EXERCISE PASSAGE
Probe unloading measurements
To measure phloem translocation rate, CFDA stock solution (10 mg ml–1 in dimethylsulfoxide) was diluted 1 : 100 (v/v) in ddH2O and 1 µl was applied to wounded cotyledons at 4 d post-germination. Transport along sieve tubes was monitored after 45 min. using an epifluorescence microscope with a green fluorescent protein (GFP) filter. Seedlings were then mounted in propidium iodide and imaged by confocal laser scanning microscopy (Zeiss LSM700) using a GFP filter.
Probe translocation speed assay
Arabidopsis plants were grown for 4 d, the plates were scanned, root lengths were measured using ImageJ software, and seedlings were subsequently used for CFDA loading. Plants were mounted in a plastic chamber, below a slice of solid 0.7% medium enriched with propidium iodide. CFDA was applied as described above, and the protophloem unloading zone was subsequently imaged by confocal laser scanning microscopy (Zeiss 880). Probe translocation speed was calculated by dividing the root length by the time it took CFDA to reach the root meristem unloading zone.
Division–elongation switch point calculation
Arabidopsis seedlings were grown for 5, 7, 9 and 12 d after germination. Samples were mounted in propidium iodide, and root meristems were imaged by confocal laser scanning microscopy. Cumulative cortex cell length (starting from the first cell after the ground tissue initial formative division) was measured using ImageJ software. Ten roots were used for each line to calculate the average. The linear function representing the division zone was calculated by considering the second to 20th cells (except for brx at 5 d after germination, where the second and 10th cells were used because the meristem was still too small). The linear function representing the elongation phase was calculated considering the third from last and last cells. The two functions were then used to calculate the intersection point, i.e. the cortex cell where the switch between division and elongation phase occurs. Details are displayed in Supplementary Fig. S1C.
Supplementary data
Supplementary data are available at PCP online.
Funding
This work was supported by the Swiss National Science Foundation [grant 31003A_166394 awarded to C.S.H.].
Supplementary Material
Acknowledgments
We would like to thank Dr. Y.-H. Kang for initiation of the project, Dr. M. Lenhard for bb-2 mutant seeds, and the Genomic Technologies Facility of the University of Lausanne for support in whole-genome sequencing.
Glossary
Abbreviations
- BAM3
BARELY ANY MERISTEM 3
- BB
BIG BROTHER
- BRX
BREVIS RADIX
- CFDA
carboxyfluorescein diacetate
- CLE45
CLAVATA3/EMBRYO SURROUNDING REGION 45
- DAR1
DA1-RELATED 1
- DAR2
DA1-RELATED 2
- GFP
green fluorescent protein
- OPS
OCTOPUS
- PLT
PLETHORA
- UIM
ubiquitin interaction motif
Disclosures
The authors have no conflicts of interest to declare.

DATA SEGMENT
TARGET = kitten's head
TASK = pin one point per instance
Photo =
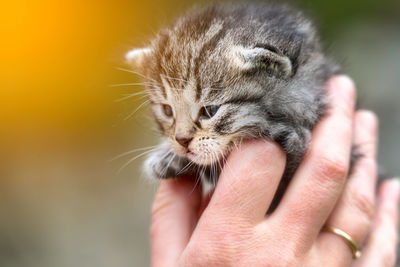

TRY IT
Reproduce the part of the root phloem methods text above verbatim, from "Probe unloading measurements" to "a GFP filter.".

RESPONSE TO THE EXERCISE
Probe unloading measurements
To measure phloem translocation rate, CFDA stock solution (10 mg ml–1 in dimethylsulfoxide) was diluted 1 : 100 (v/v) in ddH2O and 1 µl was applied to wounded cotyledons at 4 d post-germination. Transport along sieve tubes was monitored after 45 min. using an epifluorescence microscope with a green fluorescent protein (GFP) filter. Seedlings were then mounted in propidium iodide and imaged by confocal laser scanning microscopy (Zeiss LSM700) using a GFP filter.